* **About this exercise**
From the records below, set down exactly the lines starting with the line that contains "Target: girl's white t-shirt" and going on through the line that contains "Target: girl's mouth". Nothing else is wanted.

* **Data to process**
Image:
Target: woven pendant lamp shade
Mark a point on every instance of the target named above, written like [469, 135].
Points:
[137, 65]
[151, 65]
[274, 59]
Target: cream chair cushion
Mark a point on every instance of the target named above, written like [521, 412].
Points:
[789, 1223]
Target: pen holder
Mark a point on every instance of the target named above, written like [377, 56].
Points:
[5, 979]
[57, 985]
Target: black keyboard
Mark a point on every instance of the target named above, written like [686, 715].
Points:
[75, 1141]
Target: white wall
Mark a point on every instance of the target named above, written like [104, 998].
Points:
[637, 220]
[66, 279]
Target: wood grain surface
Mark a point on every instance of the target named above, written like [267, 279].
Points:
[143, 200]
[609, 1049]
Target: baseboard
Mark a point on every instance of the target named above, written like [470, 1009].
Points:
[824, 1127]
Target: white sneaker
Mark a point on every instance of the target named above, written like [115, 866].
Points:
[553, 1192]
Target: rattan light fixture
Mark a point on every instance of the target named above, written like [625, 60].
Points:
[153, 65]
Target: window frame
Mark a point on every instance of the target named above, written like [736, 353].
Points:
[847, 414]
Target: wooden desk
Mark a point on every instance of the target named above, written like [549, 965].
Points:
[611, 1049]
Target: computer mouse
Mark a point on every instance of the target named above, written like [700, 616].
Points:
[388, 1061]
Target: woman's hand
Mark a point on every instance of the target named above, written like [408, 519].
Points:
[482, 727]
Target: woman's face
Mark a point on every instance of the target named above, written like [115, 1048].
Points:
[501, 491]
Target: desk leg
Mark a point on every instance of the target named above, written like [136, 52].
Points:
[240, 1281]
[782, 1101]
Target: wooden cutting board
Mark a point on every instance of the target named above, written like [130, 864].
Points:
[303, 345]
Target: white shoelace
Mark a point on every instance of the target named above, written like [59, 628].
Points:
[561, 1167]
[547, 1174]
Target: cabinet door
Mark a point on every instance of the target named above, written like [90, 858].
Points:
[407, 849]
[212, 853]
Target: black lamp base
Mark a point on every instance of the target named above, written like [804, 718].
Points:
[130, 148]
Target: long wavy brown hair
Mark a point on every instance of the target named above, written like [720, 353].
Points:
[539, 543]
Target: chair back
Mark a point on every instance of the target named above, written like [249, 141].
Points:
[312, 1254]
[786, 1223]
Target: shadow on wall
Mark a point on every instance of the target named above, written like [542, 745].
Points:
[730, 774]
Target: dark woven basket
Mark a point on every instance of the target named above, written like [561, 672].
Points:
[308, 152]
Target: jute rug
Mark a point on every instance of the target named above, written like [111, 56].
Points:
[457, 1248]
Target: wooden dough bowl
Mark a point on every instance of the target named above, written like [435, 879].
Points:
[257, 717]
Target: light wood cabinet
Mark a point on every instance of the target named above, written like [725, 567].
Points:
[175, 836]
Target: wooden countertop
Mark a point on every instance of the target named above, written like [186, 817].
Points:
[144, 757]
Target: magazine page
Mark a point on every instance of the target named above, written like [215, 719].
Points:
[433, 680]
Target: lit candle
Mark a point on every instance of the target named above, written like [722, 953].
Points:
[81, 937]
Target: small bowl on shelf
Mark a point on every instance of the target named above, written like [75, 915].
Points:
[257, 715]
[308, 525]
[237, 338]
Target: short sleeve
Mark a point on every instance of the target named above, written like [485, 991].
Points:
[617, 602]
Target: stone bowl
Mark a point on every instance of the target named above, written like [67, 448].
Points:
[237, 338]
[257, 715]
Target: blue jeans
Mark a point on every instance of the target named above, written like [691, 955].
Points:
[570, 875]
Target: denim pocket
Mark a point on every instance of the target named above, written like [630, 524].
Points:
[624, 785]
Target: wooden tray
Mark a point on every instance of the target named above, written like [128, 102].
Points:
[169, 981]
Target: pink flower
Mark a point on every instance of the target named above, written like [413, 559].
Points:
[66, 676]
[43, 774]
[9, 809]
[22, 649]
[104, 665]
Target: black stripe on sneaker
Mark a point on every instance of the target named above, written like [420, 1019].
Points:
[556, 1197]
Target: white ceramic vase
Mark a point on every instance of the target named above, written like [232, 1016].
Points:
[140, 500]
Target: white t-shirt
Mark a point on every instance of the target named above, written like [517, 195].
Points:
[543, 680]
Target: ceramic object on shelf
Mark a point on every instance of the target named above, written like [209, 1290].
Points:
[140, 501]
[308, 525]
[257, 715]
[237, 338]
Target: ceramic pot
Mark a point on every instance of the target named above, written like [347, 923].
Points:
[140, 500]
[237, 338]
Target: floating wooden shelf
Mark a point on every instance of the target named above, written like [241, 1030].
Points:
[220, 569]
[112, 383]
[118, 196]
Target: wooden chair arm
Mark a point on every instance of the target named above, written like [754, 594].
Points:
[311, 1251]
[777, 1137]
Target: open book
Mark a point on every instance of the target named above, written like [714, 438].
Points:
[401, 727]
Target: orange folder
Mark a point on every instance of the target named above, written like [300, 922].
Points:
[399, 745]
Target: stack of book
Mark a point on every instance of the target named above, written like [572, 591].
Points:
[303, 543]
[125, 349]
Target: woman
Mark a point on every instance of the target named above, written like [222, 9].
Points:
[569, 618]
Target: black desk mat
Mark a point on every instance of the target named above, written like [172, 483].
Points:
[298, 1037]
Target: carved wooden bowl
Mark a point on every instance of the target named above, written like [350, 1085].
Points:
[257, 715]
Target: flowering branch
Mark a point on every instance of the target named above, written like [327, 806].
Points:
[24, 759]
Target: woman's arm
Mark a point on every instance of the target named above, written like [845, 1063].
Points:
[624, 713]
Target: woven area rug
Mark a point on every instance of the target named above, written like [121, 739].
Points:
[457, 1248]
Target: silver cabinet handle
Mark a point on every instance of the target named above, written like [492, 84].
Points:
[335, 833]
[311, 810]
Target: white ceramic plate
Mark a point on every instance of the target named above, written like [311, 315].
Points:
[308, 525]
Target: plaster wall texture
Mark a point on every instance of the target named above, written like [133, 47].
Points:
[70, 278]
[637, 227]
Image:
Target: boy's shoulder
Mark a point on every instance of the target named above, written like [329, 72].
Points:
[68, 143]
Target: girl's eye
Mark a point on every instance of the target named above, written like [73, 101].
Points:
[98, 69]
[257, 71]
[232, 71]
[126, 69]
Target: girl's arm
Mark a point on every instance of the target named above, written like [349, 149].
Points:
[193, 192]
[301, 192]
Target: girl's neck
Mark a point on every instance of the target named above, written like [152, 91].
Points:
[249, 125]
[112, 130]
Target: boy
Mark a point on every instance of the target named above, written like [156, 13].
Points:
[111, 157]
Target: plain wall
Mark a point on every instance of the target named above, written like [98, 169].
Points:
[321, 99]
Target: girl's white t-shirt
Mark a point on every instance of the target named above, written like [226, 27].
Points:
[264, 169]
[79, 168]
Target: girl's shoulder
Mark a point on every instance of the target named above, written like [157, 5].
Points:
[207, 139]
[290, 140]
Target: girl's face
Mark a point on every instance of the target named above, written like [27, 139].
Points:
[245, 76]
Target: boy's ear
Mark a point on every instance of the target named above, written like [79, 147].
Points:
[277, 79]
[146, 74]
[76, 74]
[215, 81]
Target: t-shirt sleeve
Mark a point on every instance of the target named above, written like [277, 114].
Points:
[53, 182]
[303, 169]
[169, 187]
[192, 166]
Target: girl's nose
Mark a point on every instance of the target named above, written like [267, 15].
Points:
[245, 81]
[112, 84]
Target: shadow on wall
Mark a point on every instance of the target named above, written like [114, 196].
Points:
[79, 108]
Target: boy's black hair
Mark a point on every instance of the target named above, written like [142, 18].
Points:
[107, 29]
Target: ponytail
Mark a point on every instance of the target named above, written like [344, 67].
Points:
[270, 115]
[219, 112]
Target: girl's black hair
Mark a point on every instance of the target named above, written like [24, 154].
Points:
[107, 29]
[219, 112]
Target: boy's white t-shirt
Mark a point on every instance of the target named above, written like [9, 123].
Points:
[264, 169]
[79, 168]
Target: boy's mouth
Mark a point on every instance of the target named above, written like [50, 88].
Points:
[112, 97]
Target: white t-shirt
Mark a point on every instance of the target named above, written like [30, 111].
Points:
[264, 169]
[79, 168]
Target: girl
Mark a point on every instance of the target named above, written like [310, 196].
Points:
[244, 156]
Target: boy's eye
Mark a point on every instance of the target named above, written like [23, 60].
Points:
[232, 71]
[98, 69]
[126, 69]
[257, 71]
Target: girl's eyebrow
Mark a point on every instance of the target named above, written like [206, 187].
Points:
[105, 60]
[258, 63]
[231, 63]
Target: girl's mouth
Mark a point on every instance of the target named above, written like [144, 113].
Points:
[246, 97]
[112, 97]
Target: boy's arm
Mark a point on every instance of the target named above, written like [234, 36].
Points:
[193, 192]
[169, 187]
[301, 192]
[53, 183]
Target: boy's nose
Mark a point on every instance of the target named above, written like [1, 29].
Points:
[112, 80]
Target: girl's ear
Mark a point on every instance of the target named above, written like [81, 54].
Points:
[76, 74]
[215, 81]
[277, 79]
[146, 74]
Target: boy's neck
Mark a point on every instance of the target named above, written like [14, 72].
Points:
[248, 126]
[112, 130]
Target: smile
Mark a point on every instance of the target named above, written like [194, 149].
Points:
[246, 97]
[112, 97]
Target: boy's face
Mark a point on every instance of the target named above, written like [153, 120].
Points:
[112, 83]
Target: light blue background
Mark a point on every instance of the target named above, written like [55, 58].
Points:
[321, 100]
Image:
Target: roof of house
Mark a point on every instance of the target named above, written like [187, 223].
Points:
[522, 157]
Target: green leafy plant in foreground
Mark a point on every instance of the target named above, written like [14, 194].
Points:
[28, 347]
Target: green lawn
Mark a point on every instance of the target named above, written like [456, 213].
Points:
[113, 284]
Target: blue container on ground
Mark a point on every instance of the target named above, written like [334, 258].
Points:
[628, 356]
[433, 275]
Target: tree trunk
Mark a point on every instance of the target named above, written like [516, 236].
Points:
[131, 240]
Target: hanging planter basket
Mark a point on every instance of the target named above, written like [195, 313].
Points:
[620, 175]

* **Solved problem**
Target: girl's white t-shirt
Mark a point on every instance of the target named above, written like [226, 27].
Points:
[264, 169]
[79, 168]
Target: girl's shoulder
Mark a point on every instance of the target named above, written like [157, 5].
Points:
[207, 139]
[290, 140]
Target: girl's face
Mark a point on every instance of the target named above, written like [27, 139].
Points:
[245, 76]
Target: boy's ear
Mark a point on every instance of the target named above, written like [79, 147].
Points:
[277, 79]
[146, 74]
[76, 74]
[215, 81]
Target: t-shirt sleeve
Mark a point on every instance of the target named above, written like [277, 114].
Points:
[53, 182]
[303, 169]
[169, 187]
[192, 166]
Target: girl's nose
Mark a point on every instance of the target named above, written like [267, 15].
Points:
[245, 81]
[112, 84]
Target: shadow on wall
Mark a point on every instance of the target named above, written like [114, 196].
Points:
[79, 108]
Target: boy's black hair
Mark a point on every instance of the target named above, written like [142, 18].
Points:
[107, 29]
Target: ponytail
Mark a point on every instance of the target named above, written like [344, 67].
Points:
[270, 115]
[219, 112]
Target: girl's black hair
Mark a point on every instance of the target named above, written like [24, 154].
Points:
[107, 29]
[219, 112]
Target: boy's white t-shirt
Mark a point on every instance of the target named above, written like [9, 123].
Points:
[264, 169]
[79, 168]
Target: boy's mouth
Mark a point on every instance of the target named above, written like [50, 88].
Points:
[112, 97]
Target: white t-shirt
Mark a point on every instance of the target named above, written like [30, 111].
Points:
[264, 169]
[79, 168]
Target: girl
Mark a point on every instance of the target named above, written like [310, 196].
Points:
[244, 156]
Target: boy's eye
Mark a point on every instance of the target named above, written like [23, 60].
Points:
[232, 71]
[98, 69]
[126, 69]
[257, 71]
Target: girl's eyebrow
Mark a point on every instance of the target named above, written like [206, 187].
Points:
[105, 60]
[258, 63]
[231, 63]
Target: girl's mouth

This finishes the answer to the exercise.